▶ [Instructions]:
A - Render this sentence from the AI Attribution page below in Spanish: "Manual attribution (operator override) is preserved and always wins over auto-detection."
B - According to the AI Attribution page below, which bucket does a PR fall into when known agent identities are its bot or app authors?

▶ [Extract provided]:

────────────────────────────────────────

Skip to content

AI Attribution

This page is the interpretation reference for the attribution signals that power every AI Workflow Intelligence view. It explains what counts as AI-assisted, how confidence is recorded, what stays unknown, and — most importantly — the explicit guardrails on how this data may and may not be used.

If you read only one page in the AI section, read this one. The dashboards make sense only when the attribution rules are understood.


Buckets

Every PR (and every reviewed artifact) lands in exactly one attribution bucket. The buckets are stable across resolvers, metrics, and storage:

Bucket Meaning
ai_assisted Human-authored with explicit AI assistance.
agent_created Autonomous agent produced the artifact end-to-end.
ai_review AI performed the review.
human Human-only baseline; no detected AI involvement.
unknown Attribution unresolved. Never guessed.

Buckets are mutually exclusive at the artifact level. Aggregates sum to the total artifact count on every resolver.


P0 detection sources (CHAOS-1580)

The ingestion path detects assistance from these provider signals, in precedence order:

  1. Explicit PR labels. ai-assisted, agent-created, ai-review, and similar canonical labels override every weaker signal.
  2. Bot / app authors. Known agent identities (e.g. app/devin-ai-…, bot/copilot-…) attribute the PR as agent_created.
  3. Commit trailers. AI-Assisted-By: and equivalent trailers attribute the commits (and the PR through commit roll-up).
  4. Branch naming conventions. Branch prefixes like agent/…, copilot/… contribute as a secondary signal.
  5. PR description patterns and CI annotations — secondary signals.

Manual attribution (operator override) is preserved and always wins over auto-detection.


Confidence

Every inferred attribution carries a confidence value and a source field describing the strongest signal that produced the classification.

────────────────────────────────────────

Natural-language object grounding data
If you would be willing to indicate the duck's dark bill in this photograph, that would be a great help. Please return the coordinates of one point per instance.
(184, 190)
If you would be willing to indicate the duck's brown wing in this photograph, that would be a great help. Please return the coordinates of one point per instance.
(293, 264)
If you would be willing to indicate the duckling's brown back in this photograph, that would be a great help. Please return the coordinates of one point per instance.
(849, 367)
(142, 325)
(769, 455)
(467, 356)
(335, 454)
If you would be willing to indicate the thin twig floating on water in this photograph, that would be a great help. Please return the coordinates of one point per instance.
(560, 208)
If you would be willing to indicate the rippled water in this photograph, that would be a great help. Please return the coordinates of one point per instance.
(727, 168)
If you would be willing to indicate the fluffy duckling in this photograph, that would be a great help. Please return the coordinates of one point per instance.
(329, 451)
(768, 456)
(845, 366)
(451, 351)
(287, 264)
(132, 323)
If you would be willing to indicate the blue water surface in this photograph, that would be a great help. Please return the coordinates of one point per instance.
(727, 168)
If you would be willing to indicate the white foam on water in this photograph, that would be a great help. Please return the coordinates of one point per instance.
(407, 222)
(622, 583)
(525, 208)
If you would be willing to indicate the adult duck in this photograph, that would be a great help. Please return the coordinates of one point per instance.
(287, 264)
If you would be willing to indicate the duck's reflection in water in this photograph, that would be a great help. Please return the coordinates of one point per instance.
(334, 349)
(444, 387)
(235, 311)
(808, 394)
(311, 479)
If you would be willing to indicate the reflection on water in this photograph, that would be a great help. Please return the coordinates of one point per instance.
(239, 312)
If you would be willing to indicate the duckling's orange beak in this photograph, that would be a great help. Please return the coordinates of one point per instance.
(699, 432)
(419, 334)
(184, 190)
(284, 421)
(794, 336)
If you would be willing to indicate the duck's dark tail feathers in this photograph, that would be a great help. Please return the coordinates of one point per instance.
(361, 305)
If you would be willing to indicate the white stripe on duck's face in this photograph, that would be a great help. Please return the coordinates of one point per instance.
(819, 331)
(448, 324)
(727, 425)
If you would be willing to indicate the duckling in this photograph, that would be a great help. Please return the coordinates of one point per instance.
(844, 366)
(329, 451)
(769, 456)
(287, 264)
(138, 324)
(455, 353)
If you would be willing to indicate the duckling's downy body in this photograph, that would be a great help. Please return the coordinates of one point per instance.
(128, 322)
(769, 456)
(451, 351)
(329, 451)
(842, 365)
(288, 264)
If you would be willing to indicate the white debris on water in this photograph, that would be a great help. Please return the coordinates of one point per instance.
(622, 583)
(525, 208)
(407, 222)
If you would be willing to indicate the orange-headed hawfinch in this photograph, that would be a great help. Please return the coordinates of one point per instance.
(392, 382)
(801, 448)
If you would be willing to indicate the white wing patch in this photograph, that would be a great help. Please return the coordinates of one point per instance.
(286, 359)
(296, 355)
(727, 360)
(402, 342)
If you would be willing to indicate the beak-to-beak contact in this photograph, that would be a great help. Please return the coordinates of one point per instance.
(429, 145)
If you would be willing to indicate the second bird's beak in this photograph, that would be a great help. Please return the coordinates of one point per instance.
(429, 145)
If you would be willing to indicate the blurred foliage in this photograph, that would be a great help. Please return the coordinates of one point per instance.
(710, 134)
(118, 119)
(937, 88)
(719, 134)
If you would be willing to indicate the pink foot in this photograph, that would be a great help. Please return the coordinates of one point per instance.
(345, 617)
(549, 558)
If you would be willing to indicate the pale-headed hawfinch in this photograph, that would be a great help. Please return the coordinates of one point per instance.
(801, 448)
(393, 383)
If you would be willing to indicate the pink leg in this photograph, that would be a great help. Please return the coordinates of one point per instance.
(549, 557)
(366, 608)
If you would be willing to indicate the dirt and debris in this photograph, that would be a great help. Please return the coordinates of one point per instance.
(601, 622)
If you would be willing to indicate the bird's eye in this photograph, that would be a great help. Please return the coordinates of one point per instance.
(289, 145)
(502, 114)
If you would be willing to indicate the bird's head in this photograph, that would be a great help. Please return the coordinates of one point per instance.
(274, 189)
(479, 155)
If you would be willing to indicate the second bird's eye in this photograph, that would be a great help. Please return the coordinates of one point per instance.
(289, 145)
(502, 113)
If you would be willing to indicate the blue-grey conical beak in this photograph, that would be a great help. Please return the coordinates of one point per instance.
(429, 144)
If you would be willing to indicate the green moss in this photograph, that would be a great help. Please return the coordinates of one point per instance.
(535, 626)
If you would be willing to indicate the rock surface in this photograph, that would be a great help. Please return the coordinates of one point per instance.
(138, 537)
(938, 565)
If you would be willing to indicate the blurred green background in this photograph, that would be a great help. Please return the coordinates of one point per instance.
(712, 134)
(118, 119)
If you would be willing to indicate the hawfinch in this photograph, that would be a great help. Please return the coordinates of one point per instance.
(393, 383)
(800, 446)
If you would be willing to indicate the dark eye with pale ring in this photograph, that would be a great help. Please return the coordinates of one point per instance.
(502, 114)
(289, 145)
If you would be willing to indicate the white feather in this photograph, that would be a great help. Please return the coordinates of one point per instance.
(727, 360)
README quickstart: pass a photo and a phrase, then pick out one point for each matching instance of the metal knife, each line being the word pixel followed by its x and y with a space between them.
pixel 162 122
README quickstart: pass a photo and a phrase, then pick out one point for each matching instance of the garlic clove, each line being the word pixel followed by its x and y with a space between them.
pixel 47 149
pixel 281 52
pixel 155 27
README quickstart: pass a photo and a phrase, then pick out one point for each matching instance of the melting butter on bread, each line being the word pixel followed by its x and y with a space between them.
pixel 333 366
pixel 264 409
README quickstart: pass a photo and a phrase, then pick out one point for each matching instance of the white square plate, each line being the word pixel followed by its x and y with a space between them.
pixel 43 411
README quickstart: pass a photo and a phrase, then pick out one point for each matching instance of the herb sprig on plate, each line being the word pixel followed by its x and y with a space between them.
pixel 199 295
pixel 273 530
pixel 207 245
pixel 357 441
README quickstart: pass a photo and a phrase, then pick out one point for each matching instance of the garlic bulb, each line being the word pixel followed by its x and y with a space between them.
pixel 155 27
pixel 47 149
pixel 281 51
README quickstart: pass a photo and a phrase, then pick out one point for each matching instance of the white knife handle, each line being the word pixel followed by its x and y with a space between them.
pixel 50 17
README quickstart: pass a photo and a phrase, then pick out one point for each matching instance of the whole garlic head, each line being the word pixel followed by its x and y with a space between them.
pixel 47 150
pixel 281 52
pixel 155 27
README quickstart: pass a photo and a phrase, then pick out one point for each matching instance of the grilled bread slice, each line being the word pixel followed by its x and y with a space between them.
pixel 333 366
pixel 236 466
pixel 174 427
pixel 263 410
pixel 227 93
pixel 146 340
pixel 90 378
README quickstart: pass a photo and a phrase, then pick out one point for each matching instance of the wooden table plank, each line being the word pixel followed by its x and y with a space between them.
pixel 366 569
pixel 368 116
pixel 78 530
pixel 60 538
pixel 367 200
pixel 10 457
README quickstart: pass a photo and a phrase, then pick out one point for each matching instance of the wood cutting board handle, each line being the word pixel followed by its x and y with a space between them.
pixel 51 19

────────────────────────────────────────

▶ [Numbered responses]:
A - La atribución manual (anulación por parte del operador) se conserva y siempre prevalece sobre la detección automática.

B - agent_created